■ Exercise task:
Rewrite all of the items below, replacing "pointer" with "annotator" and leaving everything else unchanged. Leave the pictures out of your answer.

(Records from a data collection)

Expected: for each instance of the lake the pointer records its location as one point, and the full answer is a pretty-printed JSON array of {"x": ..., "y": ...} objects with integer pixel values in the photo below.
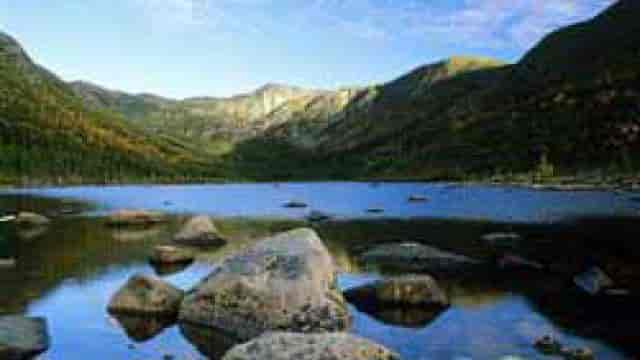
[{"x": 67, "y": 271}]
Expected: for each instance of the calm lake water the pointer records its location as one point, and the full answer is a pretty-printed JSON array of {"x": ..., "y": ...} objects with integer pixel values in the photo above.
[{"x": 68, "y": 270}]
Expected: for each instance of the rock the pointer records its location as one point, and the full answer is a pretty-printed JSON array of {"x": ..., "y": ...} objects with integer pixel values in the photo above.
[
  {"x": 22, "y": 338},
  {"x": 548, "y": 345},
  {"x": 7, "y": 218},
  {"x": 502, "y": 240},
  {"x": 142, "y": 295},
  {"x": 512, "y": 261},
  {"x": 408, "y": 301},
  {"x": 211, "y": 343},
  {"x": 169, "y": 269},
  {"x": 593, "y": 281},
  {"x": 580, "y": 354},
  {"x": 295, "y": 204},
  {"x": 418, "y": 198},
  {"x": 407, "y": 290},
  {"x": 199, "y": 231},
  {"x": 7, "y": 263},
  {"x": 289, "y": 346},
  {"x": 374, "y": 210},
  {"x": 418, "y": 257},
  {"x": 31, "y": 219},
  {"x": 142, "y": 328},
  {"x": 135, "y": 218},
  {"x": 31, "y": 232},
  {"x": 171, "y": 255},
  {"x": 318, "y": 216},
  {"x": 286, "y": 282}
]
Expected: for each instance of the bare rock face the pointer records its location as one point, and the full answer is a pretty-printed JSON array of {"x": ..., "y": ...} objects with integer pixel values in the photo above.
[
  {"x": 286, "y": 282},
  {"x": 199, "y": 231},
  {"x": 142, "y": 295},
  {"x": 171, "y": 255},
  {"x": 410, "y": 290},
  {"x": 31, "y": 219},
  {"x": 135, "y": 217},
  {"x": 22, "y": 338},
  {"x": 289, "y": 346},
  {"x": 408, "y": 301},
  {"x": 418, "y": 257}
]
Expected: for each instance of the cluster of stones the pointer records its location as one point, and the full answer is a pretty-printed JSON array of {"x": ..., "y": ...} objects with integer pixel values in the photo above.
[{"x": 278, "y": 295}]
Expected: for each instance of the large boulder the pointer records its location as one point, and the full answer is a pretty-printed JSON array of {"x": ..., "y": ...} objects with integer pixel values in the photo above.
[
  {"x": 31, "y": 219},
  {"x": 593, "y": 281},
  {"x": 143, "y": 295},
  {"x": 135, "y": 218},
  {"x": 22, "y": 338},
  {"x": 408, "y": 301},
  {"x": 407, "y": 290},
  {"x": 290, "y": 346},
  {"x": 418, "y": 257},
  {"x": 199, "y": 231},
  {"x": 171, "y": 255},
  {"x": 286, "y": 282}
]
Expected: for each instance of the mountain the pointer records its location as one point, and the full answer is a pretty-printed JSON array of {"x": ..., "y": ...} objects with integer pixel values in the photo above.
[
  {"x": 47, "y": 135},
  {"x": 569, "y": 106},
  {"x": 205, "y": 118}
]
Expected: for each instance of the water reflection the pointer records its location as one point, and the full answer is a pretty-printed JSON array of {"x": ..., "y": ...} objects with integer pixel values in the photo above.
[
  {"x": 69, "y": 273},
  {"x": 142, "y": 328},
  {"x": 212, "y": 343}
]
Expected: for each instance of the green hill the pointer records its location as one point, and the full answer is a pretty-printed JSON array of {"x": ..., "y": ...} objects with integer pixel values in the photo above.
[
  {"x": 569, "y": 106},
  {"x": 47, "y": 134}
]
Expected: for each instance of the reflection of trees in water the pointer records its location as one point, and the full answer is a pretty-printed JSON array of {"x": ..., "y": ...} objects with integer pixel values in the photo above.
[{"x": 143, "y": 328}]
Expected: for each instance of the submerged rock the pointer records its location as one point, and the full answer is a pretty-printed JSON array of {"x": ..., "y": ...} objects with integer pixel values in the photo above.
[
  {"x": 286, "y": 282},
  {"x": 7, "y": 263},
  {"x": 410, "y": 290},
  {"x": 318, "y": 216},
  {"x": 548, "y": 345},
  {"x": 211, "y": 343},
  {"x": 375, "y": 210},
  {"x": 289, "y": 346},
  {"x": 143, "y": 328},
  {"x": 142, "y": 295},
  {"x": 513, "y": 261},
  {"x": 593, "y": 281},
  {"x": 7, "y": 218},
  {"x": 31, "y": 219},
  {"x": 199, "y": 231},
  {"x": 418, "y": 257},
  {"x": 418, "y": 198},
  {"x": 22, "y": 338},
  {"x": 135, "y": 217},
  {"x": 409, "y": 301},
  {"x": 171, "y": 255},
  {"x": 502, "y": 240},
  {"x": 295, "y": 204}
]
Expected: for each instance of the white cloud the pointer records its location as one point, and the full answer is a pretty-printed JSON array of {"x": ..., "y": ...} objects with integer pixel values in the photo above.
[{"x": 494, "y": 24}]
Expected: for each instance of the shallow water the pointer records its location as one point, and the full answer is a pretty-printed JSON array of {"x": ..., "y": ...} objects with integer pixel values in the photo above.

■ Result below:
Expected: for each instance of the lake the annotator records its location as one point, and the full answer is a pretty-printed JSON array of {"x": ..., "y": ...} objects with integer pixel values in the photo below.
[{"x": 67, "y": 271}]
Expected: for each instance of the calm lake water the annotator records its location as one point, and the full answer is a pretty-printed JSON array of {"x": ..., "y": ...} objects with integer pixel values in the photo above.
[{"x": 68, "y": 270}]
Expected: for each instance of the rock the annotator records its location as one point, and the full answer is a pretty-printed JSON array of {"x": ..., "y": ...} objects with integer pixel values in the photo above.
[
  {"x": 22, "y": 338},
  {"x": 548, "y": 345},
  {"x": 7, "y": 218},
  {"x": 502, "y": 240},
  {"x": 142, "y": 295},
  {"x": 512, "y": 261},
  {"x": 408, "y": 301},
  {"x": 211, "y": 343},
  {"x": 169, "y": 269},
  {"x": 593, "y": 281},
  {"x": 580, "y": 354},
  {"x": 295, "y": 204},
  {"x": 418, "y": 198},
  {"x": 407, "y": 290},
  {"x": 199, "y": 231},
  {"x": 7, "y": 263},
  {"x": 289, "y": 346},
  {"x": 374, "y": 210},
  {"x": 418, "y": 257},
  {"x": 31, "y": 219},
  {"x": 142, "y": 328},
  {"x": 135, "y": 218},
  {"x": 31, "y": 232},
  {"x": 171, "y": 255},
  {"x": 318, "y": 216},
  {"x": 286, "y": 282}
]
Expected: for each instance of the bare rock face the annotator records its location as one point, and the full answer is a pretty-printed JSON array of {"x": ..., "y": ...} objects with integer pixel values in the photo above.
[
  {"x": 286, "y": 282},
  {"x": 199, "y": 231},
  {"x": 142, "y": 295},
  {"x": 171, "y": 255},
  {"x": 410, "y": 290},
  {"x": 31, "y": 219},
  {"x": 135, "y": 217},
  {"x": 22, "y": 338},
  {"x": 289, "y": 346},
  {"x": 408, "y": 301},
  {"x": 418, "y": 257}
]
Expected: for each instance of the cluster of stones the annotator records its location as one point, and the full answer is a pretty-printed JSON array of {"x": ..., "y": ...} objects with integer pixel values in the photo above.
[{"x": 278, "y": 295}]
Expected: for each instance of the large boulder the annotator records its location as one point, and the full answer is a pretty-printed JSON array of {"x": ..., "y": ...} objects with integer pixel values in the photo above.
[
  {"x": 31, "y": 219},
  {"x": 593, "y": 281},
  {"x": 143, "y": 295},
  {"x": 135, "y": 218},
  {"x": 22, "y": 338},
  {"x": 408, "y": 301},
  {"x": 407, "y": 290},
  {"x": 290, "y": 346},
  {"x": 418, "y": 257},
  {"x": 199, "y": 231},
  {"x": 171, "y": 255},
  {"x": 286, "y": 282}
]
Expected: for each instance of the mountain the annotator records its location as one point, and the full answer is a pretty-printed JSON array of {"x": ..., "y": ...} objects with integer pixel values in the photo above.
[
  {"x": 47, "y": 135},
  {"x": 569, "y": 106},
  {"x": 205, "y": 118}
]
Expected: for each instance of the water reflection the annotator records its location as one point, and the full answer is a pretty-printed JSON array of {"x": ..., "y": ...} objects with integer pixel values in the photo above.
[
  {"x": 69, "y": 273},
  {"x": 142, "y": 328},
  {"x": 212, "y": 343}
]
Expected: for each instance of the green hill the annotator records its location as one point, and the full answer is a pretty-printed JSON array of {"x": ..., "y": ...} objects with integer pixel values in the photo above.
[
  {"x": 569, "y": 106},
  {"x": 47, "y": 134}
]
Expected: for each instance of the reflection of trees in water the annotator records its location as one point, and the full answer is a pretty-printed JSON array of {"x": ..., "y": ...} objects with integer pixel values in the photo above.
[{"x": 143, "y": 328}]
Expected: for each instance of the submerged rock the annotator records its location as one point, and the full answer is a pretty-printed JSON array of {"x": ..., "y": ...} objects with integer pixel values in the photo above.
[
  {"x": 286, "y": 282},
  {"x": 7, "y": 263},
  {"x": 410, "y": 290},
  {"x": 318, "y": 216},
  {"x": 548, "y": 345},
  {"x": 211, "y": 343},
  {"x": 375, "y": 210},
  {"x": 289, "y": 346},
  {"x": 143, "y": 328},
  {"x": 142, "y": 295},
  {"x": 513, "y": 261},
  {"x": 593, "y": 281},
  {"x": 7, "y": 218},
  {"x": 31, "y": 219},
  {"x": 199, "y": 231},
  {"x": 418, "y": 257},
  {"x": 418, "y": 198},
  {"x": 22, "y": 338},
  {"x": 135, "y": 217},
  {"x": 409, "y": 301},
  {"x": 171, "y": 255},
  {"x": 502, "y": 240},
  {"x": 295, "y": 204}
]
Expected: for each instance of the white cloud the annotator records its location as one point, and the full answer is a pretty-printed JSON array of {"x": ..., "y": ...} objects with integer pixel values in the photo above.
[{"x": 494, "y": 24}]
Expected: for each instance of the shallow water the annotator records its location as one point, and the full answer is a pretty-printed JSON array of {"x": ..., "y": ...} objects with integer pixel values in the photo above.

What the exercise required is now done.